ACTION ITEM -> Without the pictures, copy all the entries below exactly.

***** MATERIALS PROVIDED *****

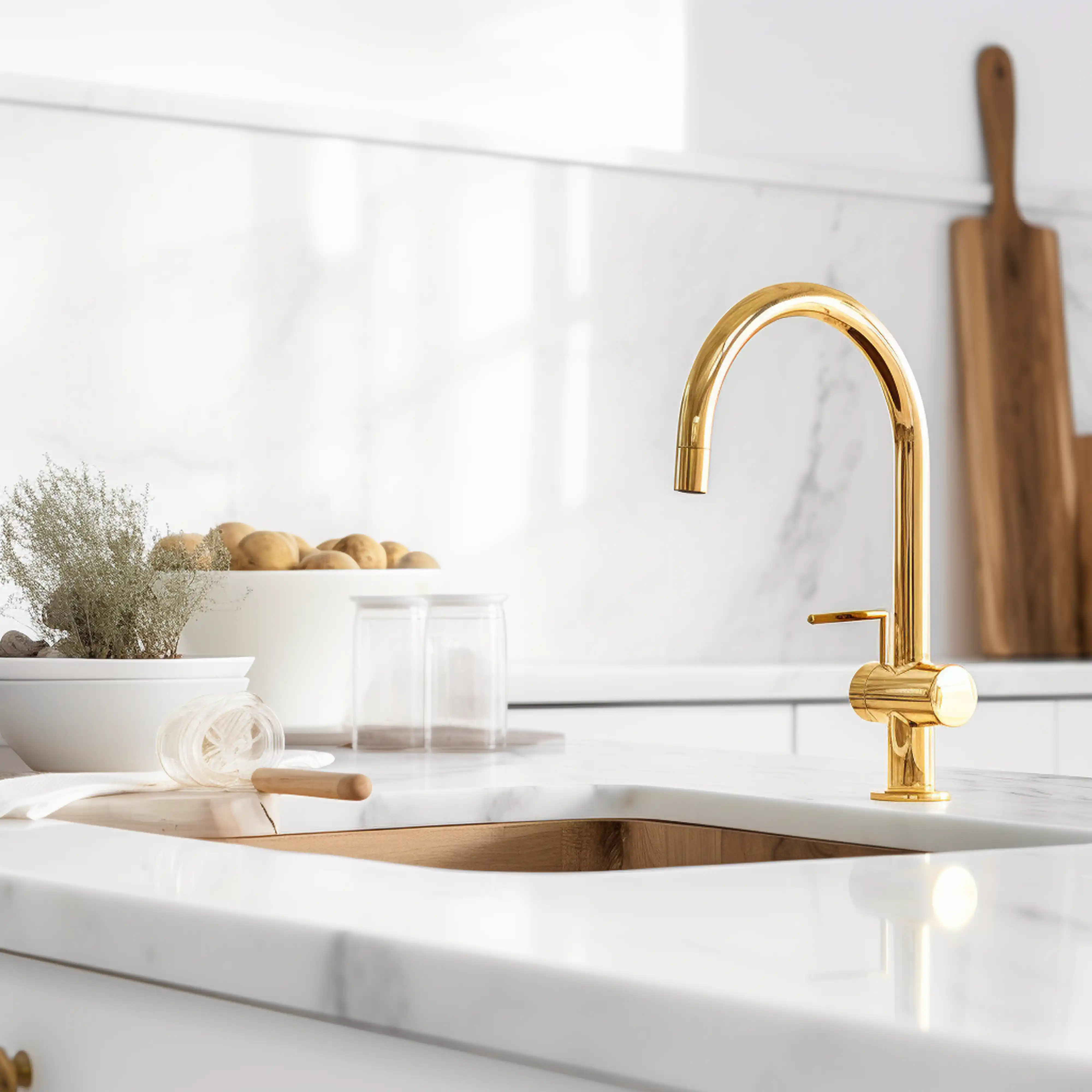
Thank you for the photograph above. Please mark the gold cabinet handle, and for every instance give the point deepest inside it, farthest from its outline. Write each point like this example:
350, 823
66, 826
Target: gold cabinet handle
880, 616
16, 1073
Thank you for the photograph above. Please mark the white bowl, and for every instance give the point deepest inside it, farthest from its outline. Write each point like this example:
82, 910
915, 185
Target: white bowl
299, 627
184, 668
100, 725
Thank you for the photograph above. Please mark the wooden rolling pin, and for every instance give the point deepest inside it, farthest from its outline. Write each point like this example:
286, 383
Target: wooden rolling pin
329, 786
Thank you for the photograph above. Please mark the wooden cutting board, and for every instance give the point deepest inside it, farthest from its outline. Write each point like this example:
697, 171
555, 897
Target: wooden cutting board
1018, 423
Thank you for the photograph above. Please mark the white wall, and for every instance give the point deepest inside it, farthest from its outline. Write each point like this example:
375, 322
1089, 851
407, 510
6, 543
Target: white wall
854, 84
481, 355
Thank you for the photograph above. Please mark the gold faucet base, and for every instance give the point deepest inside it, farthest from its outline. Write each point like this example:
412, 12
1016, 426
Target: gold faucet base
912, 798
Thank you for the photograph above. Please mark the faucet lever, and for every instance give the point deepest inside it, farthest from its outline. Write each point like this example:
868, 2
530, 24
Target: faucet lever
880, 616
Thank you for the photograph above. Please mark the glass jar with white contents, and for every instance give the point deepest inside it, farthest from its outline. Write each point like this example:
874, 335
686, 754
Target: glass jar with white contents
466, 673
389, 673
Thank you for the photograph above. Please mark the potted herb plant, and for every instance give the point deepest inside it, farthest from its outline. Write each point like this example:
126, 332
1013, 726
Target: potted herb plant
104, 603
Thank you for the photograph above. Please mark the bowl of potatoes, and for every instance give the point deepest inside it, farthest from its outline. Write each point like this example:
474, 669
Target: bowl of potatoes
289, 604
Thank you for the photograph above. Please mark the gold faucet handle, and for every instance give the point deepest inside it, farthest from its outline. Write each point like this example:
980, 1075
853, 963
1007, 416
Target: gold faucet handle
880, 616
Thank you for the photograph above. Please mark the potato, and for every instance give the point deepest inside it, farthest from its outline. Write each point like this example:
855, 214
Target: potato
419, 560
293, 542
328, 560
395, 553
233, 535
366, 552
184, 547
303, 545
267, 550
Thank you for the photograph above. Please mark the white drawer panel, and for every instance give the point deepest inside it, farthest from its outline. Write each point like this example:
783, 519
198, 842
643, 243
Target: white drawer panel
835, 731
767, 729
89, 1032
1075, 739
1002, 735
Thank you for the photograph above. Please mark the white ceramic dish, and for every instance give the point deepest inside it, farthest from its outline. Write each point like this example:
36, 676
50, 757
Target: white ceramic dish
96, 726
299, 627
205, 668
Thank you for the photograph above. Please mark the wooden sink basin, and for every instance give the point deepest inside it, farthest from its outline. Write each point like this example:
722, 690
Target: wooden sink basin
569, 846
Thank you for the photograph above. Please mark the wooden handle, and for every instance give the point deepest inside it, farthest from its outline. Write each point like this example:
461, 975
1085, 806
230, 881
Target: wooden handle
331, 787
998, 104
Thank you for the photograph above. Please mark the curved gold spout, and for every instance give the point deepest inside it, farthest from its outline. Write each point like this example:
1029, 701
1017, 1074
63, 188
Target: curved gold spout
903, 687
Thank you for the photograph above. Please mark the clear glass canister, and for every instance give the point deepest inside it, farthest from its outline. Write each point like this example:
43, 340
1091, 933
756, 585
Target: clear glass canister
467, 673
389, 672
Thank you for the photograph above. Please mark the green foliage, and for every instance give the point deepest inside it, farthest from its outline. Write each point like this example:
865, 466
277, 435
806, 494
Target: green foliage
80, 557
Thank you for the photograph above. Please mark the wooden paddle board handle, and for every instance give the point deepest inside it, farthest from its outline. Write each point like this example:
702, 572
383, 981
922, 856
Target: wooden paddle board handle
998, 104
327, 785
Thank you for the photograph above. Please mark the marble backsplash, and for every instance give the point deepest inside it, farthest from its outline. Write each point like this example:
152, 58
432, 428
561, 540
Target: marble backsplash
483, 358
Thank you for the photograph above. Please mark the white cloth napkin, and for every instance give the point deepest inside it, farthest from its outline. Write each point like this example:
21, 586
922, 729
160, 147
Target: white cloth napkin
39, 796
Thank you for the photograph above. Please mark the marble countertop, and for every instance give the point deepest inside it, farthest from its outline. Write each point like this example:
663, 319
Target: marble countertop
964, 969
618, 684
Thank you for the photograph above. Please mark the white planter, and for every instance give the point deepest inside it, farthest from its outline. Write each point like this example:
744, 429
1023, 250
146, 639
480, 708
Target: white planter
299, 627
102, 716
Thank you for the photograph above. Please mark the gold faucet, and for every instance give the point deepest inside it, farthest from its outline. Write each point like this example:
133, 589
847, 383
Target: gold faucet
903, 687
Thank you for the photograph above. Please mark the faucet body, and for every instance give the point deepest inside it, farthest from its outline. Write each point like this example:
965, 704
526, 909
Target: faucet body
903, 689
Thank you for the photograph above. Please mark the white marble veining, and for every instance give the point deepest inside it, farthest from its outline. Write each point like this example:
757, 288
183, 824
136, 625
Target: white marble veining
620, 684
972, 967
484, 358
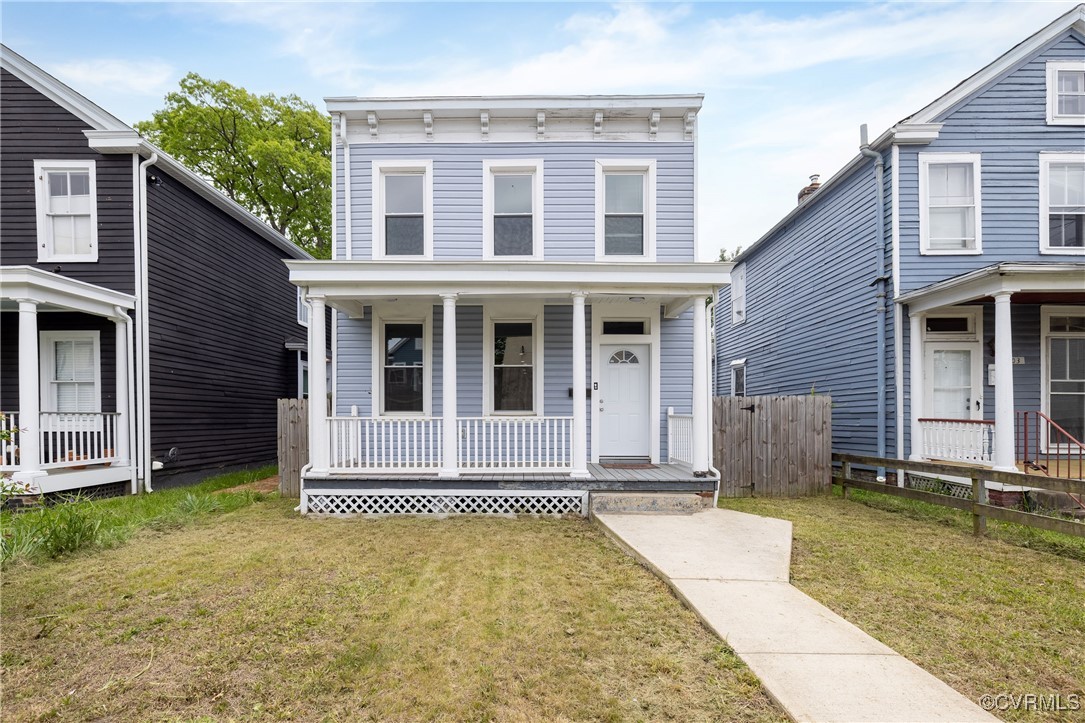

*****

ANSWER TO THIS EXERCISE ->
Thank you for the photograph above. Please mark the gold cabinet handle, and for every instance give the point deepest inside it, farthest from its outline. Write each point like this example:
350, 823
66, 826
Target: gold cabinet handle
880, 616
16, 1073
Thank you for the photograph above. Please mark the white bowl, and for every instance give the point deepest inside it, farthest from its outline. Write each point like this example:
82, 910
915, 185
Target: white bowl
299, 627
184, 668
100, 725
Thank you for the photograph above. Please mark the wooden rolling pin, and for every instance give the point deepest inside it, farthest from its outline. Write each point like this example:
286, 383
Target: wooden rolling pin
329, 786
Thank you for the photograph above. Please mark the wooden cutting board, and for every instance give the point deepest inside it, farthest from its outline. Write each point like this example:
697, 171
555, 897
Target: wooden cutting board
1018, 423
Thank you for the photograph above. Please mark the white wall, and for every instance give the point deepest inside it, farthest from its outline. Write each point like this example:
375, 322
1089, 851
407, 510
6, 543
Target: white wall
854, 84
481, 355
Thank you for the photograph above. Please mark the gold faucet base, and for every instance give the point deepest inside it, farthest from its outline. Write each point like this example:
412, 12
1016, 426
Target: gold faucet base
912, 798
Thank you for the photograph above. Please mark the faucet lever, and for every instance give the point deepest inside it, farthest from its outline. Write each point like this example:
868, 2
530, 24
Target: faucet lever
880, 616
Thank you for the photograph above. Please mark the glass jar with white contents, and for every instance give the point deepest inside it, farthest from its outline. Write each point like this example:
874, 335
686, 754
Target: glass jar with white contents
466, 673
389, 673
Thank you for the photograph above. Please mark the potted herb plant, and for every instance give the point deepest inside it, farthest from its outline. Write each point like this example:
126, 332
1013, 726
Target: potted herb plant
104, 603
Thank you for the photograph above. Please mark the bowl of potatoes, and for every instance give the point deepest inside it, farthest from its outline. Write each point like this example:
474, 669
Target: bowl of potatoes
289, 604
Thank you for the photograph above. Please mark the gold faucet handle, and for every instance give the point deepest inside it, farthest from its outline. Write each point like this example:
980, 1075
853, 963
1007, 416
Target: gold faucet handle
880, 616
Thank you for the photograph above. Please mark the potato, and for every instance give the point deepest inside it, farthest from its outline. Write each point like this example:
855, 214
Target: potato
419, 560
293, 542
328, 560
395, 553
233, 535
366, 552
184, 547
303, 545
267, 550
Thank you for the photograph above. Please mark the white drawer panel, and for every instance give the point deepest inside it, farthest from its outline. Write each point like this example:
783, 519
198, 842
643, 243
Target: white drawer panel
835, 731
767, 729
89, 1032
1075, 739
1002, 735
Thank you for the photograph above. Please mark the white ceramic dish, and for every instance give the point deepest inside it, farthest from its outline. Write each point like this example:
36, 676
50, 757
Target: white ceramic dish
96, 726
299, 627
205, 668
Thank you for the photograph above. Please mark the wooden sink basin, and for every instance give the point deepest inside it, farthest from its outline. Write each point like this example:
722, 690
Target: wooden sink basin
569, 846
Thank you for the photograph above. Please mark the wooden handle, and for every instance give the point deepest inside it, farthest from its outline. Write each point like this example:
461, 975
1085, 806
230, 881
Target: wooden handle
331, 787
998, 104
Thank you for the photograph above. Please mark the curved gold spout, and for every instance give the point deepest inside it, farthest from its outline. Write each point like this example:
1029, 701
1017, 1074
63, 188
Target: curved gold spout
903, 687
Thank you for the photograph above. Please mark the clear glass canister, and for every instance give the point deepest inside it, farthest from its outline. Write each point like this example:
43, 340
1091, 933
756, 585
Target: clear glass canister
467, 673
389, 672
Thank you for the photograph above. Please mark the green foliage, and for every instance give the point deepest inside it, farthest from its outline. Write each point like this example:
865, 466
277, 435
806, 494
Target: green foliage
80, 557
Thank you for the photograph above. Please mark the wooden paddle board handle, and for every instance give the point deepest inside it, farthest from its outline. Write each point like this example:
702, 572
383, 981
922, 856
Target: wooden paddle board handle
998, 104
327, 785
Thank you for the photograph above. Please mark the marble backsplash, and for every instance give the point deepest inside it, farthest from its outline. Write each point like this example:
152, 58
432, 428
561, 540
Target: marble backsplash
483, 358
Thank you for the photograph above. Please mark the white cloth napkin, and for every instance give the point deepest inside it, farthest from its outline. Write each point like this example:
21, 586
922, 729
160, 147
Target: white cloth napkin
39, 796
Thank you for the photograph above. Please mark the marble countertop, and for every instance give the point deepest inside it, farthest from its outline. Write each point like this example:
663, 319
Target: marble countertop
964, 969
618, 684
Thank you for the photograph above. Please mark the white planter, and for every instance give the point deepest inside it, farthest from its outline. Write each point like this example:
744, 429
1023, 250
146, 639
480, 708
Target: white planter
299, 627
102, 716
Thank you for the photograph above. Please mark the gold faucet, and for every instance give the point deepest inside it, farthest from its outline. Write each point like this example:
133, 589
847, 383
Target: gold faucet
903, 687
Thank you for the photograph above. Please mark the faucet body, and for every instance give the point deepest inside it, farthest from its outline. Write each point like this example:
965, 704
526, 909
Target: faucet body
903, 689
Thank you for the photograph above. Please mark the white marble veining, and for every instance give the point deepest inside it, farthest from its outline. Write each point like this example:
757, 288
183, 824
136, 625
Target: white marble veining
620, 684
972, 967
484, 358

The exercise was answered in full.